For this exercise, write out exactly the lines of the material from the one containing "Target: dirt mound" through the end, both ends included, and nothing more.

[GIVEN RECORDS]

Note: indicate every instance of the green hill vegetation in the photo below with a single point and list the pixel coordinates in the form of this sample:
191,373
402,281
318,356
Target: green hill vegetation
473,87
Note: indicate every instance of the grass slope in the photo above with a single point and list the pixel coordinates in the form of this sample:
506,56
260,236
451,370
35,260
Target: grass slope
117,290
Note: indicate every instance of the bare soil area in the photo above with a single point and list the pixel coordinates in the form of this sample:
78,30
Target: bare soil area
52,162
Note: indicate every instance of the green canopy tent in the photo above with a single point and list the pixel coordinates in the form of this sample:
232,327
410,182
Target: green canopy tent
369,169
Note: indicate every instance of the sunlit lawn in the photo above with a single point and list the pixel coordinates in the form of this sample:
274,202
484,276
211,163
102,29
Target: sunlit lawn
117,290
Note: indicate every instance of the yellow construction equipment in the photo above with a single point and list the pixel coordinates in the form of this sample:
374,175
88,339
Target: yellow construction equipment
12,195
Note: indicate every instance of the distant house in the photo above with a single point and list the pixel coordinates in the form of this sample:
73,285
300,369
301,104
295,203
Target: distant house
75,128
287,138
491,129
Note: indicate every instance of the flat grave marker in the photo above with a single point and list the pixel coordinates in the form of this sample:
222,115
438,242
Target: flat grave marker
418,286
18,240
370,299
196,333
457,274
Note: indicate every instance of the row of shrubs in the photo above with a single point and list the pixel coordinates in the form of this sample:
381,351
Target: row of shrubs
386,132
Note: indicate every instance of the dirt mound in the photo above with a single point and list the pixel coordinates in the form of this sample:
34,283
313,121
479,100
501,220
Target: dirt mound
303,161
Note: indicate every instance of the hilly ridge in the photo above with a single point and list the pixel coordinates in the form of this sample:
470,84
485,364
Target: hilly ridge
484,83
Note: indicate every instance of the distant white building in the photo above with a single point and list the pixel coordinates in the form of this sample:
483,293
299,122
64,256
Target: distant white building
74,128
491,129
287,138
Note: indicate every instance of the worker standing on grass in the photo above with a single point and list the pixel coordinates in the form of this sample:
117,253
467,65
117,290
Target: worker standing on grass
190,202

[/GIVEN RECORDS]

__SOLUTION TO THIS TASK__:
Target: dirt mound
303,161
Note: indicate every instance of the hilly ridge in the photo above with a single point and list the pixel coordinates in the form of this sample:
470,84
485,364
Target: hilly ridge
484,83
Note: indicate every instance of the distant white building in the photo above with a single point and list the pixel coordinates in the form of this sample:
483,293
299,122
64,256
Target: distant white building
74,128
491,129
287,138
Note: indicate every instance of the worker standing on grass in the photo above with a single point and list the pixel coordinates in the form of this sample:
117,253
467,65
117,290
Target: worker standing on grass
190,202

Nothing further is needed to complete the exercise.